-- Start of AVAILABLE RECORDS --
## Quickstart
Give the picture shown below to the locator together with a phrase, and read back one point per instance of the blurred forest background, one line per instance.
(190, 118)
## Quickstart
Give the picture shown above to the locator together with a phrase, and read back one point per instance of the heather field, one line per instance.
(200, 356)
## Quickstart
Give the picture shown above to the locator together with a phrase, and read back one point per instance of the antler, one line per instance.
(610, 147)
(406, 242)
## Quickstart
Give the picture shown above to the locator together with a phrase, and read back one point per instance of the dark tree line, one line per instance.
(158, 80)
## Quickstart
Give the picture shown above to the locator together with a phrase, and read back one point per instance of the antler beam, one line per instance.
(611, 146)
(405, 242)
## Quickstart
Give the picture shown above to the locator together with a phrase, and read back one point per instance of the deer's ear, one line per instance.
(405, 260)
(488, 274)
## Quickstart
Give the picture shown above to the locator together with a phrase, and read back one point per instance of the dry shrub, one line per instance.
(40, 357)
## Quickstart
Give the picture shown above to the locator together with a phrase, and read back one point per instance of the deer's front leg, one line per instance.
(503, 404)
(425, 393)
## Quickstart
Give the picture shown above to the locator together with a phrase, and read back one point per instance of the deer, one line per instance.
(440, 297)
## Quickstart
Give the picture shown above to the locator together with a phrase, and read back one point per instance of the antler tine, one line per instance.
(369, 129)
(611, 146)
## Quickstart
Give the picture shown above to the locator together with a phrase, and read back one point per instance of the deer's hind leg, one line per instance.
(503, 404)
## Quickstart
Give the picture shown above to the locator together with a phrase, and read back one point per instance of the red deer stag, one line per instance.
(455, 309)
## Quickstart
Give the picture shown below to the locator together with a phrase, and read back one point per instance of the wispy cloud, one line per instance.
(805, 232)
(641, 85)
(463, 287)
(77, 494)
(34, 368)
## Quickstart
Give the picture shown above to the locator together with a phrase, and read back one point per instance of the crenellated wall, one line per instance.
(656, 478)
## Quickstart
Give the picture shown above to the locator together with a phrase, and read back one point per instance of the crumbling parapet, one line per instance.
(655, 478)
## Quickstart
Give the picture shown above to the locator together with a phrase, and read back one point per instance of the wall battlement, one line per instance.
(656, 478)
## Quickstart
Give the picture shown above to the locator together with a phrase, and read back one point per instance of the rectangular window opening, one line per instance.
-- End of AVAILABLE RECORDS --
- **TASK**
Show every line from the items above that contains the word "wispy". Case counts, so match capitalization exactly.

- **FULL OUTPUT**
Give the picture shown below to the locator together with a phrase, and read back one point per instance of the wispy cloud, one line per instance.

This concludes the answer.